Short exercise 1
Show every line of the records below that contains the word "window".

Provided text
With so much literature on how to break through in publishing and get your book out there, it’s a miracle that still only 1% of all the people who send their manuscripts out to agents and publishers get published the traditional way.
Surely, living in the age of information and easy access, having lists after lists on how to write any kind of book, how to pitch any kind of book, how to submit a manuscript, who to submit it to etc, today’s writer should be savvier about it all.
And some writers indeed are savvier. Some manuscripts I receive for assessment have clearly been edited with a particular editor’s list in mind. For instance, Imogen Cooper’s, from Chicken House. A children’s writer has gone to the extent of “stalking” Imogen Cooper’s list and reading most of it, making endless notes and revising her manuscript “accordingly”. (Shame, I’d say, because, in the process, she cut out a lot of bad language that otherwise would have fitted naturally in the context).

[Rows from a pointing dataset]

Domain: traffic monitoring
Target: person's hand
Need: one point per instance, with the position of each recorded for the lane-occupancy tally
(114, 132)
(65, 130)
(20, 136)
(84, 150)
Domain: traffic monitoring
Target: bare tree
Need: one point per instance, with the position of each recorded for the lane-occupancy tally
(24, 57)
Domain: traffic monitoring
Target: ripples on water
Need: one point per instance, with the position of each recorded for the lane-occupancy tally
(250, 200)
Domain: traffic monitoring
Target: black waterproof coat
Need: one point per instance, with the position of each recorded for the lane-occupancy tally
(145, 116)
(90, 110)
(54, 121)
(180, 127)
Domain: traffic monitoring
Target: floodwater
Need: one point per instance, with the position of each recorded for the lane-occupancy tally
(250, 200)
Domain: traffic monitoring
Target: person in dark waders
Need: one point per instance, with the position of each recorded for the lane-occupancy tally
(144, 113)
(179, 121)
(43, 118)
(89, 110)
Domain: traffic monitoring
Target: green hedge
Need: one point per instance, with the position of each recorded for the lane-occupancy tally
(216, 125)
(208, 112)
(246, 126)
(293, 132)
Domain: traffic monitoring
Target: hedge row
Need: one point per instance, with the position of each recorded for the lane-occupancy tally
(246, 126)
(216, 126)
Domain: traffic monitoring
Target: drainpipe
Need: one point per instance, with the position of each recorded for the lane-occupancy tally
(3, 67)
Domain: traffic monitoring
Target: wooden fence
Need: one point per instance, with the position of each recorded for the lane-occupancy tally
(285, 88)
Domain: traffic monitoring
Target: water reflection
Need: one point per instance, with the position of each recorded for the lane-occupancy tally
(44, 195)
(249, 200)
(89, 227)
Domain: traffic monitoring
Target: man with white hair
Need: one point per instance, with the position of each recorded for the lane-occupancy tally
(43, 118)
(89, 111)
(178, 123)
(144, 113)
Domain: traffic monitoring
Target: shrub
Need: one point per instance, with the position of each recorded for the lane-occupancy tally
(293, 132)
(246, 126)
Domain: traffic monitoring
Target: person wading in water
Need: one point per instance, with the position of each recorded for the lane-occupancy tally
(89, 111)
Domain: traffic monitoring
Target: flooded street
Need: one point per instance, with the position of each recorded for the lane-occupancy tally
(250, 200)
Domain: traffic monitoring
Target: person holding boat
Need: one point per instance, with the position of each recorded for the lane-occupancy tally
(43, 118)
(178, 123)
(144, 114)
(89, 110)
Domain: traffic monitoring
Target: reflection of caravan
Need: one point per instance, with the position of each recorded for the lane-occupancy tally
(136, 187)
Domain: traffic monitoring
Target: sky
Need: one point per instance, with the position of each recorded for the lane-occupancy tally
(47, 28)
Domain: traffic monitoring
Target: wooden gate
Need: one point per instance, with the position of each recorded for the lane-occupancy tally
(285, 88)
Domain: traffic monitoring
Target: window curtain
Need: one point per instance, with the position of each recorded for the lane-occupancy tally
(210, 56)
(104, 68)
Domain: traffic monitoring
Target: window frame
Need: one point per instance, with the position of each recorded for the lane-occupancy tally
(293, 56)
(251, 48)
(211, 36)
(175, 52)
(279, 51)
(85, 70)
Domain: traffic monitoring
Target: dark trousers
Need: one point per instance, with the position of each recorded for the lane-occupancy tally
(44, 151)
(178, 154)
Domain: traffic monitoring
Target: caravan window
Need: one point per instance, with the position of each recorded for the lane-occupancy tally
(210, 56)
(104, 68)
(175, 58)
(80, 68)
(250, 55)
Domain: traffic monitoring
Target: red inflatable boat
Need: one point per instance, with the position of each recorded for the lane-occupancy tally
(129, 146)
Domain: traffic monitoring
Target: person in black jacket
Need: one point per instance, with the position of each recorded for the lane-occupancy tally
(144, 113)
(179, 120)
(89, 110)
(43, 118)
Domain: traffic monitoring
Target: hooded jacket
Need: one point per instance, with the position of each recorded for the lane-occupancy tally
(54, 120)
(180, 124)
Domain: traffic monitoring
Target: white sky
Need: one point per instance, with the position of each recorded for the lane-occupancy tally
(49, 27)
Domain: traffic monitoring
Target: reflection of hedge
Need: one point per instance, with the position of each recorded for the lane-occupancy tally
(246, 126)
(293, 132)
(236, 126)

Short exercise 2
Does each of the following statements agree with the passage on publishing above? Answer yes or no for each, quoting the words of the passage that decide it. (a) Only 1% of the people who send manuscripts to agents and publishers get published the traditional way. (b) Imogen Cooper is from Chicken House. (c) While revising, the children's writer added bad language to her manuscript.

Exercise output 1
Target: window curtain
Target: window frame
Target: caravan window

Exercise output 2
(a) Yes: "still only 1% of all the people who send their manuscripts out to agents and publishers get published the traditional way."
(b) Yes: "Imogen Cooper’s, from Chicken House."
(c) No: "she cut out a lot of bad language that otherwise would have fitted naturally in the context."